Give a verbatim copy of the lines below, minus the pictures.

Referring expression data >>
▬▬▬▬▬▬

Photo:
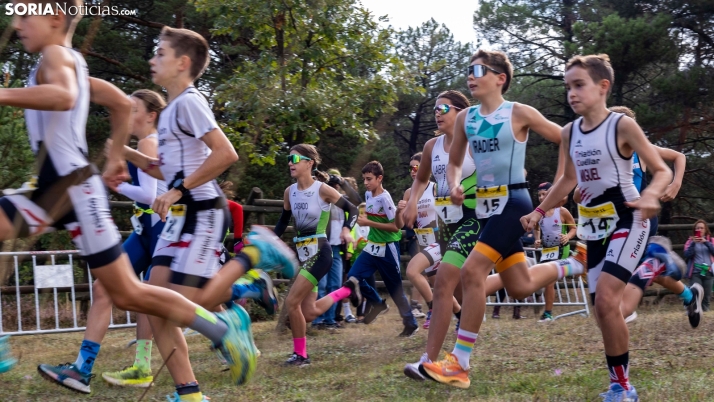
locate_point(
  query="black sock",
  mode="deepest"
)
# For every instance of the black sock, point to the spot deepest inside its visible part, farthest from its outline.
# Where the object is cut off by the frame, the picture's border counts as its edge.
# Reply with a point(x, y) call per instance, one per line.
point(619, 367)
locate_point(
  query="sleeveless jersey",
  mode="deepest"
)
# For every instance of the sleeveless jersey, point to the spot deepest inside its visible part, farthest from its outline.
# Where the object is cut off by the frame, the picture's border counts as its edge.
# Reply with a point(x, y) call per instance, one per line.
point(550, 229)
point(439, 161)
point(381, 209)
point(604, 175)
point(639, 178)
point(499, 157)
point(426, 213)
point(181, 125)
point(58, 138)
point(311, 212)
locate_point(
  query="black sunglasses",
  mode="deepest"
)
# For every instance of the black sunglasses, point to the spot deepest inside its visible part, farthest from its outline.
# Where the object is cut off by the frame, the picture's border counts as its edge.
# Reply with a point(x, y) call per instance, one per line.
point(479, 70)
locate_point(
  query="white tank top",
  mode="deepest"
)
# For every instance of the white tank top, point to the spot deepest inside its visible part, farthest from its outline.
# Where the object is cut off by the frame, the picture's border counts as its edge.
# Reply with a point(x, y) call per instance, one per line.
point(426, 213)
point(311, 212)
point(439, 161)
point(60, 133)
point(604, 175)
point(550, 229)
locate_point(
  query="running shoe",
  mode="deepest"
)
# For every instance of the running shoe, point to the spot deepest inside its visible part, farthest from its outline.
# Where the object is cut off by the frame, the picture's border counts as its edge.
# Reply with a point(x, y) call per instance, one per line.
point(447, 371)
point(660, 247)
point(68, 376)
point(694, 308)
point(427, 322)
point(546, 317)
point(411, 370)
point(409, 330)
point(297, 360)
point(631, 317)
point(274, 254)
point(374, 311)
point(7, 362)
point(267, 299)
point(618, 394)
point(176, 398)
point(352, 284)
point(237, 345)
point(129, 377)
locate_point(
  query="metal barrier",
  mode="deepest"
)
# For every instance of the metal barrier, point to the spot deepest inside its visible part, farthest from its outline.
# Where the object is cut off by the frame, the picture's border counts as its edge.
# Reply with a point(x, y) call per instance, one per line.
point(572, 288)
point(57, 277)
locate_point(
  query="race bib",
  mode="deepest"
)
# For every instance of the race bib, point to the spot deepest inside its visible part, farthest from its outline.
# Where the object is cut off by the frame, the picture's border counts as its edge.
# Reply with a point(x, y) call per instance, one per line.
point(425, 236)
point(491, 201)
point(549, 253)
point(174, 223)
point(375, 249)
point(306, 248)
point(598, 222)
point(138, 227)
point(448, 212)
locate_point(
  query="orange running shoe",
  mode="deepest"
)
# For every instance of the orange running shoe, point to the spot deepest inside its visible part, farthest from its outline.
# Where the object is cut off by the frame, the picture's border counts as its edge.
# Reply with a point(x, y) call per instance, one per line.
point(448, 371)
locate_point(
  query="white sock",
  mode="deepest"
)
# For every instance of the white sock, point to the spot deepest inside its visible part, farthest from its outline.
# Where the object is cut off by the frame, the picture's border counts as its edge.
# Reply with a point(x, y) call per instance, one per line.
point(569, 267)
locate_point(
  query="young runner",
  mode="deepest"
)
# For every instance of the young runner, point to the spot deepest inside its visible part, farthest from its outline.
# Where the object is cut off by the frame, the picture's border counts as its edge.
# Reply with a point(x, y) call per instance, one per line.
point(193, 151)
point(553, 233)
point(309, 201)
point(69, 193)
point(497, 132)
point(458, 227)
point(613, 215)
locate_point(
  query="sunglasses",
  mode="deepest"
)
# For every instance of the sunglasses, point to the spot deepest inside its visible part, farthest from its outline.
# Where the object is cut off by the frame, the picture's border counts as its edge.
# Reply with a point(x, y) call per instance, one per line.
point(295, 159)
point(479, 70)
point(444, 108)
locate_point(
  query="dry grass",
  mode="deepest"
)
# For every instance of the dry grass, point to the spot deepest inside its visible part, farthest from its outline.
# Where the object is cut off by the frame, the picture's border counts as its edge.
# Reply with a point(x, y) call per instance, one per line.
point(514, 361)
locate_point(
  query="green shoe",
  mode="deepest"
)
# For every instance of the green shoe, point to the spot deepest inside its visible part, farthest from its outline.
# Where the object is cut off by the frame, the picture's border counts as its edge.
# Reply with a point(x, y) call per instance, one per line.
point(68, 376)
point(7, 362)
point(129, 377)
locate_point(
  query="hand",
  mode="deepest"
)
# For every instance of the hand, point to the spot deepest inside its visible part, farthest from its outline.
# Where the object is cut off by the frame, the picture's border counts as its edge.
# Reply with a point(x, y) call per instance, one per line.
point(457, 195)
point(115, 172)
point(647, 204)
point(409, 215)
point(363, 221)
point(531, 220)
point(670, 192)
point(163, 202)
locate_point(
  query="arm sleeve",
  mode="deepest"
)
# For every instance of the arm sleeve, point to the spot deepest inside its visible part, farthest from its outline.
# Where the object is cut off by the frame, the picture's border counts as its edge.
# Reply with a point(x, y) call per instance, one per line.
point(351, 210)
point(283, 222)
point(351, 193)
point(144, 193)
point(194, 117)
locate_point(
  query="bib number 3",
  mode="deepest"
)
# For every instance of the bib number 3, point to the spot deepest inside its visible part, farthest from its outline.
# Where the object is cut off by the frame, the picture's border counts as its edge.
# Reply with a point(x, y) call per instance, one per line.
point(375, 249)
point(174, 223)
point(598, 222)
point(448, 212)
point(490, 201)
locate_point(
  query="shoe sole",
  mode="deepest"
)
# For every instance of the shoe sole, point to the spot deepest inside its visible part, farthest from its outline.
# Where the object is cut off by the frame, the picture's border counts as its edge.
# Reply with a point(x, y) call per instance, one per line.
point(444, 380)
point(127, 383)
point(694, 310)
point(269, 236)
point(413, 372)
point(51, 377)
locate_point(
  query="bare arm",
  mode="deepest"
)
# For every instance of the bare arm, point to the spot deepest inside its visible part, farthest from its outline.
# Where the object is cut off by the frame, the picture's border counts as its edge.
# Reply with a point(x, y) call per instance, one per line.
point(57, 88)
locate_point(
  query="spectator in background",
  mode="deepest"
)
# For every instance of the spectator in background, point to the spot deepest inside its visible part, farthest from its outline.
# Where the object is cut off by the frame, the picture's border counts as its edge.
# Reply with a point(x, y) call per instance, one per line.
point(699, 253)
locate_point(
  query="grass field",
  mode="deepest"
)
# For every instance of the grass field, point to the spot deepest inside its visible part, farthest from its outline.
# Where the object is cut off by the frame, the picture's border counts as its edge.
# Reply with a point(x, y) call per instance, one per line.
point(513, 361)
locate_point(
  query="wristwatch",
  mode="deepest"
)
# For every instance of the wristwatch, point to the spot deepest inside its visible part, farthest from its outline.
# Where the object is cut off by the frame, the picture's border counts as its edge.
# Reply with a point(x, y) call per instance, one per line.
point(178, 185)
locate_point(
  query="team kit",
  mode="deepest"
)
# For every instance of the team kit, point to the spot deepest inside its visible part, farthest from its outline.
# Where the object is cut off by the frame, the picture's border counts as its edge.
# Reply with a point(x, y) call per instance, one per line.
point(469, 206)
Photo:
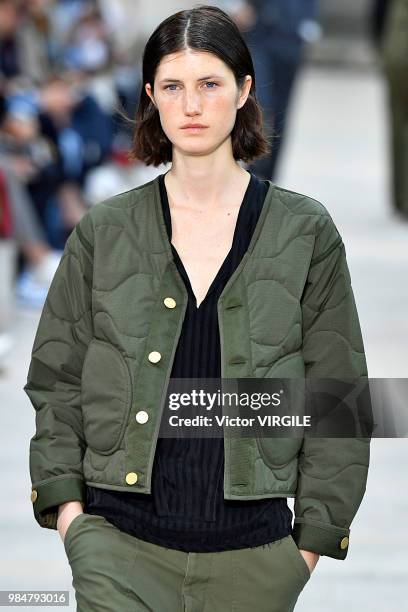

▬▬▬▬▬▬

Final answer >>
Photo:
locate_point(
  query="black sock",
  mode="deepest"
)
# For every instance of the black sock, point to the spot deepest inside its visible part, farthest from its outline.
# Where the object is cut off by the frame, the picture's border counts as its edge.
# Reply with a point(x, y) call per instance, one per line.
point(619, 367)
locate_point(
  query="sleeveless jersey",
  mode="deepest"
)
# For every instance of the sleeveless jersey, point to the spot deepest inside its visible part, farthest from its outline.
# Where the object is cut off by the frame, the picture's border counts as its edge.
# Reply with a point(x, y) call per instance, one per line.
point(550, 229)
point(439, 161)
point(381, 209)
point(604, 175)
point(639, 178)
point(499, 157)
point(426, 213)
point(181, 125)
point(58, 138)
point(311, 212)
locate_point(
  query="black sunglasses",
  mode="deepest"
)
# For every instance of the black sunglasses, point to the spot deepest inside its visible part, farthest from its outline.
# Where the object is cut off by the frame, the picture's border counts as its edge.
# Reply with a point(x, y) call per instance, one per line.
point(479, 70)
locate_point(
  query="white tank top",
  mode="deepest"
)
# For every instance of the white tank top, point to the spot deepest inside its visible part, farthest from its outline.
# Where the object is cut off by the frame, the picture's border counts as its edge.
# Reply with a point(x, y) call per instance, one per line.
point(426, 213)
point(311, 212)
point(439, 161)
point(60, 133)
point(604, 175)
point(550, 229)
locate_point(
  query="running shoe",
  mode="deepest"
)
# For every instance of the running shoe, point to the spot deepest inside its visible part, farthest from its outline.
# Where the object is cut off by the frame, the picture's border counts as its edge.
# Reply with a point(x, y) call per instance, one per line.
point(447, 371)
point(660, 247)
point(68, 376)
point(694, 308)
point(427, 322)
point(546, 317)
point(411, 370)
point(409, 330)
point(297, 360)
point(631, 317)
point(274, 254)
point(374, 311)
point(7, 362)
point(267, 299)
point(618, 394)
point(176, 398)
point(352, 284)
point(237, 345)
point(129, 377)
locate_point(
  query="metal barrier",
  mode="deepest"
)
# For every instance of the metal barrier, point to the spot deepest inside its visible part, farthest from its outline.
# Where the object is cut off by the frame, the picture's border counts as its edge.
# Reply with a point(x, y) call per instance, one per line.
point(572, 288)
point(57, 277)
locate_point(
  query="race bib",
  mode="deepest"
)
# For every instance of the race bib, point to the spot deepest inside its visible part, farthest from its outline.
# Where the object is cut off by the frame, the picture's border counts as its edge.
# Reply with a point(x, y) call per instance, one per line.
point(425, 236)
point(491, 201)
point(549, 253)
point(174, 223)
point(375, 249)
point(306, 248)
point(598, 222)
point(138, 227)
point(448, 212)
locate_point(
  query="orange running shoe",
  mode="deepest"
)
# For every instance of the orange running shoe, point to the spot deepest inside its visible part, farthest from its outline.
# Where the object is cut off by the frame, the picture's border counts as its edge.
# Reply with a point(x, y) call per instance, one per line.
point(448, 371)
locate_point(
  query="white sock",
  mode="deepest"
)
# For every instance of the white sock, point to the spot deepest inside its visible part, farthest from its outline.
# Where the object is cut off by the frame, the picture's border counts as its edge.
# Reply with a point(x, y) call per instance, one per line.
point(569, 267)
locate_point(
  query="young runner",
  mode="deepest"
)
# For every instance of the young runner, point to the spot deepest inside its visible part, farthest from its outline.
# Where the object is cut off by the frame, the picture's border counts as its edge.
# Reply with a point(x, y) call per instance, one per line.
point(193, 151)
point(553, 233)
point(309, 201)
point(69, 193)
point(497, 132)
point(458, 227)
point(613, 215)
locate_point(
  query="sunglasses",
  mode="deepest"
)
# For every instance of the sunglasses, point to the spot deepest inside its visible part, farthest from its outline.
# Where the object is cut off by the frame, the picture's border counts as its edge.
# Reply with a point(x, y) call per instance, one per line.
point(295, 159)
point(479, 70)
point(444, 108)
locate_point(
  query="dry grass",
  mode="deepest"
)
# For every instance of the dry grass, point to the spot deepest inside its visible part, farthest from its outline.
# Where the object is cut off by the frame, the picture's border counts as its edge.
# Reply with a point(x, y) call per instance, one per line.
point(514, 361)
locate_point(
  query="green shoe",
  mode="deepest"
)
# For every instance of the green shoe, point to the spot deepest inside its visible part, farthest from its outline.
# Where the object is cut off by the frame, the picture's border counts as its edge.
# Reply with a point(x, y) call per instance, one per line.
point(68, 376)
point(7, 362)
point(129, 377)
locate_point(
  query="hand",
  mode="deepest"
)
# For every instance of the hand, point to the spot deepest inside its visible part, farthest from its outline.
# Where the object is cut off by the frame, the picture's border counts as its edge.
# Reply with a point(x, y) call per instance, one per line.
point(457, 195)
point(115, 172)
point(647, 204)
point(409, 215)
point(363, 221)
point(531, 220)
point(670, 192)
point(163, 202)
locate_point(
  query="arm sleeve",
  mode="deepest"
)
# For every instance of the arm sleeve, point to the spot deepest inside its visible part, farthest from its outline.
# Where the object is cut off by the frame, the picture's border counts as its edge.
# Reply with a point(x, y) call per instance, one per line.
point(351, 210)
point(283, 222)
point(351, 193)
point(144, 193)
point(194, 117)
locate_point(
  query="bib number 3",
  mode="deepest"
)
# For every instance of the bib number 3, point to the spot deepest inside its visible part, farthest from its outline.
# Where the object is cut off by the frame, the picture's border counts as its edge.
# Reply with a point(x, y) call per instance, one per line.
point(375, 249)
point(174, 223)
point(598, 222)
point(448, 212)
point(490, 201)
locate_point(
  query="shoe sole",
  mode="deepest"
)
# For every instance of the shoe sole, point to the spot deepest inside its visible part, farthest from its outline.
# Where the object is cut off by the frame, the picture's border counts as its edge.
# Reply with a point(x, y) call per instance, one per line.
point(444, 380)
point(127, 383)
point(694, 310)
point(269, 236)
point(413, 372)
point(51, 377)
locate_point(
  query="bare arm",
  mode="deepest"
)
# For every instance of the bare arm, point to the spot deepest inside its visible part, farthest from its outline.
# Where the object is cut off by the frame, the picture's border counts as its edge.
# Reply with a point(x, y) call per instance, one per line.
point(57, 88)
locate_point(
  query="spectator in background",
  mode="deepest"
)
# For every instance of the spectator in background, point to the spot deepest inside its visible part, farthest from its outline.
# Where the object is cut off by the frame, the picture's border counts as its edge.
# Reply with a point(x, y) call per instance, one per line.
point(699, 253)
locate_point(
  query="grass field",
  mode="deepest"
)
# For every instance of the grass field, point to the spot deepest inside its visible part, farthest from its outline.
# Where the object is cut off by the frame, the picture's border counts as its edge.
# Reply with a point(x, y) call per instance, one per line.
point(513, 361)
locate_point(
  query="wristwatch",
  mode="deepest"
)
# For every instance of the wristwatch, point to the spot deepest inside its visible part, farthest from its outline.
# Where the object is cut off by the frame, the picture's border counts as its edge.
# Reply with a point(x, y) call per instance, one per line.
point(178, 185)
locate_point(
  query="team kit",
  mode="deepest"
)
# For every instance of the team kit, point to the spot deepest inside its visible part, farthest from its outline.
# Where the object is cut off by the frame, the picture's border counts as its edge.
# Reply with a point(x, y) call per instance, one per line.
point(469, 206)
Photo:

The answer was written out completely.